**Listed entries**
☆ ☆ ☆ ☆
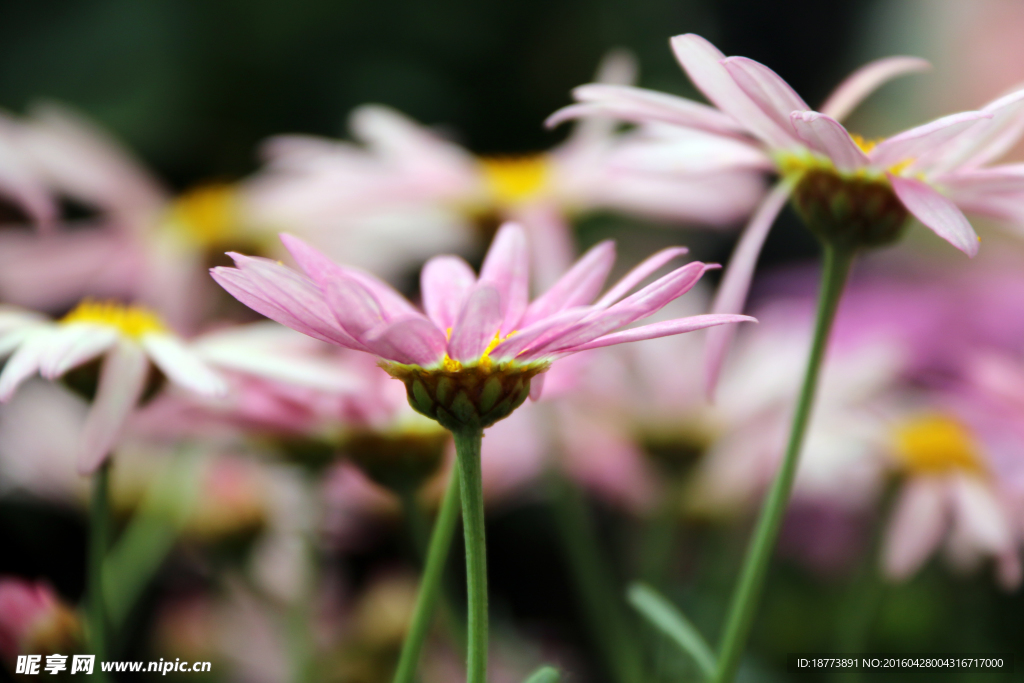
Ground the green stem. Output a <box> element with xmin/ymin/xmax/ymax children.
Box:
<box><xmin>453</xmin><ymin>427</ymin><xmax>487</xmax><ymax>683</ymax></box>
<box><xmin>553</xmin><ymin>475</ymin><xmax>641</xmax><ymax>683</ymax></box>
<box><xmin>86</xmin><ymin>461</ymin><xmax>111</xmax><ymax>661</ymax></box>
<box><xmin>393</xmin><ymin>468</ymin><xmax>459</xmax><ymax>683</ymax></box>
<box><xmin>715</xmin><ymin>245</ymin><xmax>854</xmax><ymax>683</ymax></box>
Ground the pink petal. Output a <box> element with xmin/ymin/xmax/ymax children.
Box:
<box><xmin>722</xmin><ymin>57</ymin><xmax>811</xmax><ymax>135</ymax></box>
<box><xmin>594</xmin><ymin>247</ymin><xmax>689</xmax><ymax>308</ymax></box>
<box><xmin>78</xmin><ymin>340</ymin><xmax>150</xmax><ymax>474</ymax></box>
<box><xmin>480</xmin><ymin>223</ymin><xmax>529</xmax><ymax>334</ymax></box>
<box><xmin>790</xmin><ymin>112</ymin><xmax>868</xmax><ymax>171</ymax></box>
<box><xmin>705</xmin><ymin>183</ymin><xmax>790</xmax><ymax>396</ymax></box>
<box><xmin>210</xmin><ymin>259</ymin><xmax>365</xmax><ymax>350</ymax></box>
<box><xmin>882</xmin><ymin>477</ymin><xmax>949</xmax><ymax>581</ymax></box>
<box><xmin>949</xmin><ymin>475</ymin><xmax>1014</xmax><ymax>555</ymax></box>
<box><xmin>819</xmin><ymin>56</ymin><xmax>931</xmax><ymax>121</ymax></box>
<box><xmin>420</xmin><ymin>256</ymin><xmax>476</xmax><ymax>330</ymax></box>
<box><xmin>672</xmin><ymin>34</ymin><xmax>795</xmax><ymax>147</ymax></box>
<box><xmin>0</xmin><ymin>328</ymin><xmax>53</xmax><ymax>401</ymax></box>
<box><xmin>142</xmin><ymin>334</ymin><xmax>227</xmax><ymax>396</ymax></box>
<box><xmin>867</xmin><ymin>112</ymin><xmax>992</xmax><ymax>168</ymax></box>
<box><xmin>281</xmin><ymin>232</ymin><xmax>421</xmax><ymax>316</ymax></box>
<box><xmin>323</xmin><ymin>275</ymin><xmax>390</xmax><ymax>340</ymax></box>
<box><xmin>529</xmin><ymin>373</ymin><xmax>548</xmax><ymax>400</ymax></box>
<box><xmin>544</xmin><ymin>83</ymin><xmax>744</xmax><ymax>135</ymax></box>
<box><xmin>490</xmin><ymin>306</ymin><xmax>593</xmax><ymax>360</ymax></box>
<box><xmin>367</xmin><ymin>317</ymin><xmax>447</xmax><ymax>367</ymax></box>
<box><xmin>523</xmin><ymin>240</ymin><xmax>615</xmax><ymax>325</ymax></box>
<box><xmin>39</xmin><ymin>324</ymin><xmax>118</xmax><ymax>380</ymax></box>
<box><xmin>447</xmin><ymin>283</ymin><xmax>502</xmax><ymax>362</ymax></box>
<box><xmin>886</xmin><ymin>173</ymin><xmax>978</xmax><ymax>256</ymax></box>
<box><xmin>571</xmin><ymin>314</ymin><xmax>758</xmax><ymax>352</ymax></box>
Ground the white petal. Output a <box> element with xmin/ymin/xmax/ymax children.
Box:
<box><xmin>78</xmin><ymin>339</ymin><xmax>150</xmax><ymax>474</ymax></box>
<box><xmin>142</xmin><ymin>334</ymin><xmax>227</xmax><ymax>396</ymax></box>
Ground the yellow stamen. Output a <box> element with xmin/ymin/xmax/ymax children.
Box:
<box><xmin>480</xmin><ymin>155</ymin><xmax>551</xmax><ymax>207</ymax></box>
<box><xmin>168</xmin><ymin>183</ymin><xmax>240</xmax><ymax>247</ymax></box>
<box><xmin>60</xmin><ymin>299</ymin><xmax>167</xmax><ymax>339</ymax></box>
<box><xmin>850</xmin><ymin>133</ymin><xmax>886</xmax><ymax>155</ymax></box>
<box><xmin>894</xmin><ymin>414</ymin><xmax>985</xmax><ymax>474</ymax></box>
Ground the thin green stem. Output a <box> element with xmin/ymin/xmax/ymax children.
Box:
<box><xmin>715</xmin><ymin>245</ymin><xmax>854</xmax><ymax>683</ymax></box>
<box><xmin>86</xmin><ymin>461</ymin><xmax>111</xmax><ymax>660</ymax></box>
<box><xmin>553</xmin><ymin>475</ymin><xmax>641</xmax><ymax>683</ymax></box>
<box><xmin>454</xmin><ymin>427</ymin><xmax>487</xmax><ymax>683</ymax></box>
<box><xmin>393</xmin><ymin>468</ymin><xmax>460</xmax><ymax>683</ymax></box>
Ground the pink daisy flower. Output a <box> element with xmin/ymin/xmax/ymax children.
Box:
<box><xmin>212</xmin><ymin>223</ymin><xmax>753</xmax><ymax>429</ymax></box>
<box><xmin>550</xmin><ymin>34</ymin><xmax>1024</xmax><ymax>393</ymax></box>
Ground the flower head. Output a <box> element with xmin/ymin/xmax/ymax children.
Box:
<box><xmin>0</xmin><ymin>300</ymin><xmax>225</xmax><ymax>473</ymax></box>
<box><xmin>551</xmin><ymin>34</ymin><xmax>1024</xmax><ymax>393</ymax></box>
<box><xmin>212</xmin><ymin>223</ymin><xmax>751</xmax><ymax>429</ymax></box>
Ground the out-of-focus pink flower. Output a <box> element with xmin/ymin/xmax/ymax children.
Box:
<box><xmin>0</xmin><ymin>103</ymin><xmax>272</xmax><ymax>332</ymax></box>
<box><xmin>552</xmin><ymin>34</ymin><xmax>1024</xmax><ymax>393</ymax></box>
<box><xmin>213</xmin><ymin>223</ymin><xmax>751</xmax><ymax>417</ymax></box>
<box><xmin>0</xmin><ymin>577</ymin><xmax>82</xmax><ymax>661</ymax></box>
<box><xmin>247</xmin><ymin>53</ymin><xmax>763</xmax><ymax>285</ymax></box>
<box><xmin>882</xmin><ymin>412</ymin><xmax>1022</xmax><ymax>589</ymax></box>
<box><xmin>0</xmin><ymin>301</ymin><xmax>225</xmax><ymax>474</ymax></box>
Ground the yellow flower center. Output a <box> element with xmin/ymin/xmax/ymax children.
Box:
<box><xmin>894</xmin><ymin>414</ymin><xmax>985</xmax><ymax>474</ymax></box>
<box><xmin>480</xmin><ymin>155</ymin><xmax>551</xmax><ymax>207</ymax></box>
<box><xmin>60</xmin><ymin>299</ymin><xmax>167</xmax><ymax>339</ymax></box>
<box><xmin>168</xmin><ymin>183</ymin><xmax>240</xmax><ymax>247</ymax></box>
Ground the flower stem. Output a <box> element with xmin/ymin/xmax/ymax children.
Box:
<box><xmin>715</xmin><ymin>244</ymin><xmax>855</xmax><ymax>683</ymax></box>
<box><xmin>86</xmin><ymin>461</ymin><xmax>111</xmax><ymax>660</ymax></box>
<box><xmin>392</xmin><ymin>468</ymin><xmax>459</xmax><ymax>683</ymax></box>
<box><xmin>453</xmin><ymin>427</ymin><xmax>487</xmax><ymax>683</ymax></box>
<box><xmin>552</xmin><ymin>474</ymin><xmax>643</xmax><ymax>683</ymax></box>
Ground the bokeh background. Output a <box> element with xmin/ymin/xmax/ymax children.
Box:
<box><xmin>0</xmin><ymin>0</ymin><xmax>1024</xmax><ymax>681</ymax></box>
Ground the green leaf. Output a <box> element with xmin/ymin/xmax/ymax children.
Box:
<box><xmin>628</xmin><ymin>584</ymin><xmax>716</xmax><ymax>677</ymax></box>
<box><xmin>525</xmin><ymin>665</ymin><xmax>561</xmax><ymax>683</ymax></box>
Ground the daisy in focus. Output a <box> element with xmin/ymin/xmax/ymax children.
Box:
<box><xmin>550</xmin><ymin>34</ymin><xmax>1024</xmax><ymax>385</ymax></box>
<box><xmin>212</xmin><ymin>223</ymin><xmax>753</xmax><ymax>430</ymax></box>
<box><xmin>247</xmin><ymin>53</ymin><xmax>763</xmax><ymax>286</ymax></box>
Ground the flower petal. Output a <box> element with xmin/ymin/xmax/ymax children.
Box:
<box><xmin>571</xmin><ymin>313</ymin><xmax>758</xmax><ymax>352</ymax></box>
<box><xmin>818</xmin><ymin>56</ymin><xmax>932</xmax><ymax>121</ymax></box>
<box><xmin>594</xmin><ymin>247</ymin><xmax>689</xmax><ymax>308</ymax></box>
<box><xmin>141</xmin><ymin>333</ymin><xmax>227</xmax><ymax>396</ymax></box>
<box><xmin>280</xmin><ymin>232</ymin><xmax>422</xmax><ymax>317</ymax></box>
<box><xmin>39</xmin><ymin>323</ymin><xmax>118</xmax><ymax>380</ymax></box>
<box><xmin>210</xmin><ymin>258</ymin><xmax>362</xmax><ymax>350</ymax></box>
<box><xmin>480</xmin><ymin>223</ymin><xmax>529</xmax><ymax>334</ymax></box>
<box><xmin>672</xmin><ymin>34</ymin><xmax>796</xmax><ymax>147</ymax></box>
<box><xmin>722</xmin><ymin>57</ymin><xmax>811</xmax><ymax>135</ymax></box>
<box><xmin>367</xmin><ymin>317</ymin><xmax>447</xmax><ymax>367</ymax></box>
<box><xmin>544</xmin><ymin>83</ymin><xmax>745</xmax><ymax>136</ymax></box>
<box><xmin>0</xmin><ymin>328</ymin><xmax>53</xmax><ymax>401</ymax></box>
<box><xmin>490</xmin><ymin>306</ymin><xmax>593</xmax><ymax>360</ymax></box>
<box><xmin>447</xmin><ymin>283</ymin><xmax>502</xmax><ymax>361</ymax></box>
<box><xmin>705</xmin><ymin>182</ymin><xmax>790</xmax><ymax>397</ymax></box>
<box><xmin>420</xmin><ymin>256</ymin><xmax>476</xmax><ymax>330</ymax></box>
<box><xmin>886</xmin><ymin>173</ymin><xmax>978</xmax><ymax>256</ymax></box>
<box><xmin>324</xmin><ymin>274</ymin><xmax>391</xmax><ymax>341</ymax></box>
<box><xmin>790</xmin><ymin>112</ymin><xmax>868</xmax><ymax>171</ymax></box>
<box><xmin>867</xmin><ymin>112</ymin><xmax>992</xmax><ymax>168</ymax></box>
<box><xmin>78</xmin><ymin>339</ymin><xmax>150</xmax><ymax>474</ymax></box>
<box><xmin>882</xmin><ymin>478</ymin><xmax>949</xmax><ymax>581</ymax></box>
<box><xmin>523</xmin><ymin>240</ymin><xmax>615</xmax><ymax>326</ymax></box>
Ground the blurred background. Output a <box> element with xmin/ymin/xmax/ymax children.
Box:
<box><xmin>0</xmin><ymin>0</ymin><xmax>1024</xmax><ymax>682</ymax></box>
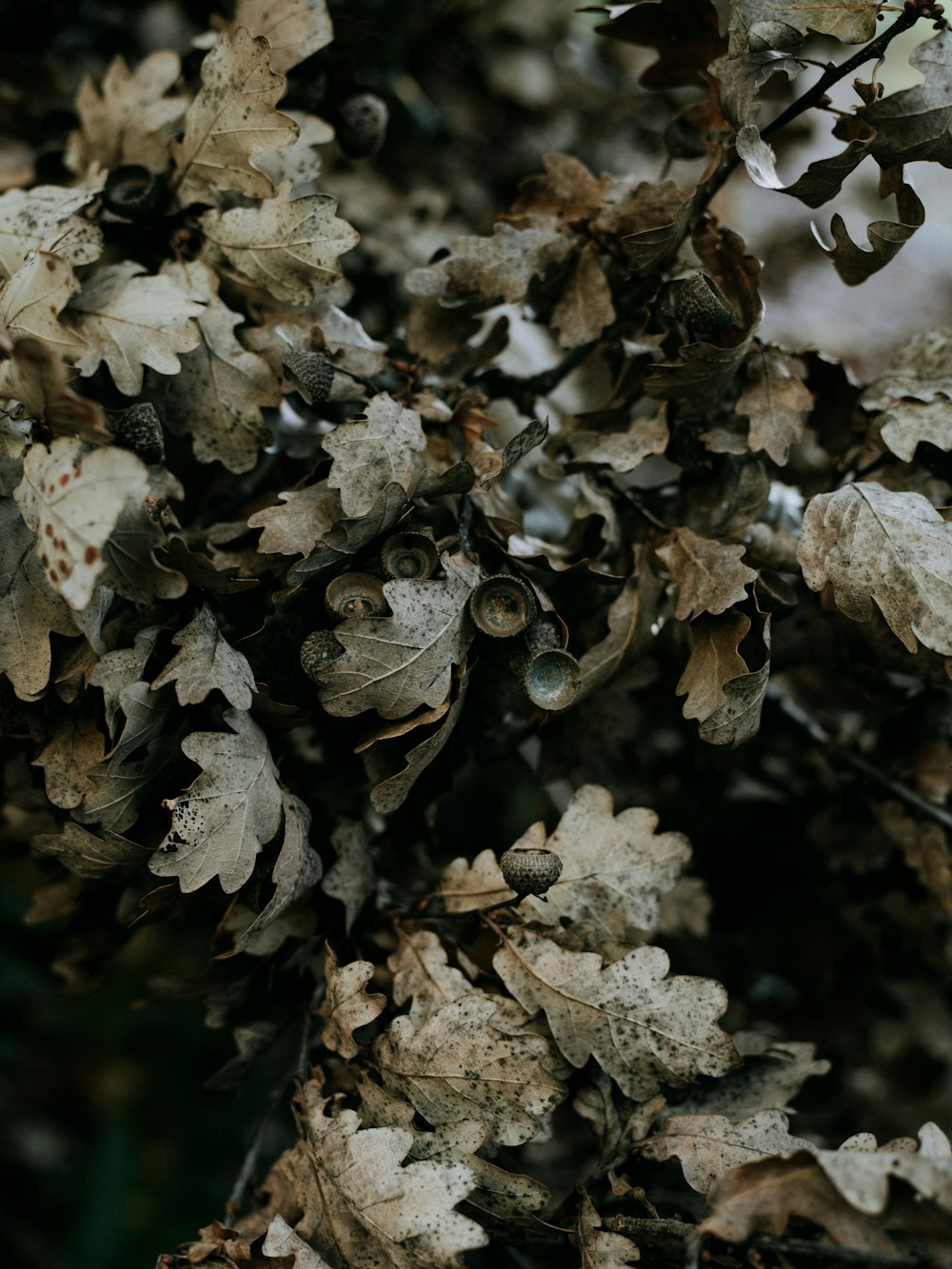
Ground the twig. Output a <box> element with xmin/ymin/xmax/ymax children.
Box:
<box><xmin>766</xmin><ymin>683</ymin><xmax>952</xmax><ymax>831</ymax></box>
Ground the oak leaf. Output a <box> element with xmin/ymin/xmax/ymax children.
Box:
<box><xmin>797</xmin><ymin>481</ymin><xmax>952</xmax><ymax>656</ymax></box>
<box><xmin>492</xmin><ymin>929</ymin><xmax>738</xmax><ymax>1100</ymax></box>
<box><xmin>14</xmin><ymin>437</ymin><xmax>149</xmax><ymax>610</ymax></box>
<box><xmin>373</xmin><ymin>991</ymin><xmax>566</xmax><ymax>1146</ymax></box>
<box><xmin>171</xmin><ymin>27</ymin><xmax>297</xmax><ymax>206</ymax></box>
<box><xmin>149</xmin><ymin>709</ymin><xmax>281</xmax><ymax>895</ymax></box>
<box><xmin>320</xmin><ymin>552</ymin><xmax>479</xmax><ymax>718</ymax></box>
<box><xmin>202</xmin><ymin>180</ymin><xmax>359</xmax><ymax>305</ymax></box>
<box><xmin>321</xmin><ymin>942</ymin><xmax>387</xmax><ymax>1059</ymax></box>
<box><xmin>68</xmin><ymin>260</ymin><xmax>203</xmax><ymax>396</ymax></box>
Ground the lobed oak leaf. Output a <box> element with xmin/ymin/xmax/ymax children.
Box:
<box><xmin>321</xmin><ymin>942</ymin><xmax>387</xmax><ymax>1059</ymax></box>
<box><xmin>65</xmin><ymin>50</ymin><xmax>189</xmax><ymax>177</ymax></box>
<box><xmin>14</xmin><ymin>437</ymin><xmax>149</xmax><ymax>610</ymax></box>
<box><xmin>373</xmin><ymin>992</ymin><xmax>566</xmax><ymax>1146</ymax></box>
<box><xmin>320</xmin><ymin>552</ymin><xmax>479</xmax><ymax>718</ymax></box>
<box><xmin>161</xmin><ymin>260</ymin><xmax>281</xmax><ymax>472</ymax></box>
<box><xmin>492</xmin><ymin>929</ymin><xmax>738</xmax><ymax>1100</ymax></box>
<box><xmin>201</xmin><ymin>180</ymin><xmax>359</xmax><ymax>305</ymax></box>
<box><xmin>66</xmin><ymin>260</ymin><xmax>203</xmax><ymax>396</ymax></box>
<box><xmin>149</xmin><ymin>709</ymin><xmax>281</xmax><ymax>895</ymax></box>
<box><xmin>797</xmin><ymin>481</ymin><xmax>952</xmax><ymax>656</ymax></box>
<box><xmin>656</xmin><ymin>528</ymin><xmax>757</xmax><ymax>622</ymax></box>
<box><xmin>171</xmin><ymin>27</ymin><xmax>297</xmax><ymax>207</ymax></box>
<box><xmin>152</xmin><ymin>605</ymin><xmax>255</xmax><ymax>709</ymax></box>
<box><xmin>273</xmin><ymin>1082</ymin><xmax>486</xmax><ymax>1269</ymax></box>
<box><xmin>0</xmin><ymin>186</ymin><xmax>103</xmax><ymax>278</ymax></box>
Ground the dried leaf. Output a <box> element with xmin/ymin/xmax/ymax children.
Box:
<box><xmin>321</xmin><ymin>942</ymin><xmax>387</xmax><ymax>1059</ymax></box>
<box><xmin>656</xmin><ymin>528</ymin><xmax>757</xmax><ymax>622</ymax></box>
<box><xmin>323</xmin><ymin>392</ymin><xmax>426</xmax><ymax>517</ymax></box>
<box><xmin>149</xmin><ymin>709</ymin><xmax>281</xmax><ymax>895</ymax></box>
<box><xmin>171</xmin><ymin>27</ymin><xmax>297</xmax><ymax>207</ymax></box>
<box><xmin>202</xmin><ymin>180</ymin><xmax>359</xmax><ymax>305</ymax></box>
<box><xmin>797</xmin><ymin>481</ymin><xmax>952</xmax><ymax>656</ymax></box>
<box><xmin>14</xmin><ymin>437</ymin><xmax>149</xmax><ymax>610</ymax></box>
<box><xmin>373</xmin><ymin>992</ymin><xmax>566</xmax><ymax>1146</ymax></box>
<box><xmin>152</xmin><ymin>605</ymin><xmax>255</xmax><ymax>709</ymax></box>
<box><xmin>68</xmin><ymin>260</ymin><xmax>202</xmax><ymax>396</ymax></box>
<box><xmin>320</xmin><ymin>552</ymin><xmax>479</xmax><ymax>718</ymax></box>
<box><xmin>492</xmin><ymin>927</ymin><xmax>738</xmax><ymax>1100</ymax></box>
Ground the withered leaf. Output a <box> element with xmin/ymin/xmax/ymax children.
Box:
<box><xmin>373</xmin><ymin>992</ymin><xmax>566</xmax><ymax>1146</ymax></box>
<box><xmin>320</xmin><ymin>552</ymin><xmax>479</xmax><ymax>718</ymax></box>
<box><xmin>656</xmin><ymin>528</ymin><xmax>757</xmax><ymax>622</ymax></box>
<box><xmin>492</xmin><ymin>927</ymin><xmax>738</xmax><ymax>1100</ymax></box>
<box><xmin>273</xmin><ymin>1082</ymin><xmax>486</xmax><ymax>1269</ymax></box>
<box><xmin>152</xmin><ymin>605</ymin><xmax>255</xmax><ymax>709</ymax></box>
<box><xmin>797</xmin><ymin>481</ymin><xmax>952</xmax><ymax>656</ymax></box>
<box><xmin>66</xmin><ymin>50</ymin><xmax>188</xmax><ymax>174</ymax></box>
<box><xmin>202</xmin><ymin>180</ymin><xmax>359</xmax><ymax>305</ymax></box>
<box><xmin>66</xmin><ymin>260</ymin><xmax>202</xmax><ymax>396</ymax></box>
<box><xmin>149</xmin><ymin>709</ymin><xmax>281</xmax><ymax>895</ymax></box>
<box><xmin>161</xmin><ymin>260</ymin><xmax>281</xmax><ymax>472</ymax></box>
<box><xmin>171</xmin><ymin>27</ymin><xmax>297</xmax><ymax>206</ymax></box>
<box><xmin>323</xmin><ymin>392</ymin><xmax>426</xmax><ymax>517</ymax></box>
<box><xmin>14</xmin><ymin>437</ymin><xmax>149</xmax><ymax>609</ymax></box>
<box><xmin>321</xmin><ymin>942</ymin><xmax>387</xmax><ymax>1059</ymax></box>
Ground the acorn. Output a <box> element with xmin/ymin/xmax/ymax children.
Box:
☆ ☆ ☆ ☆
**Problem description**
How many lines of the records contain the string "yellow"? Case counts; give only the number.

**Answer to this problem**
2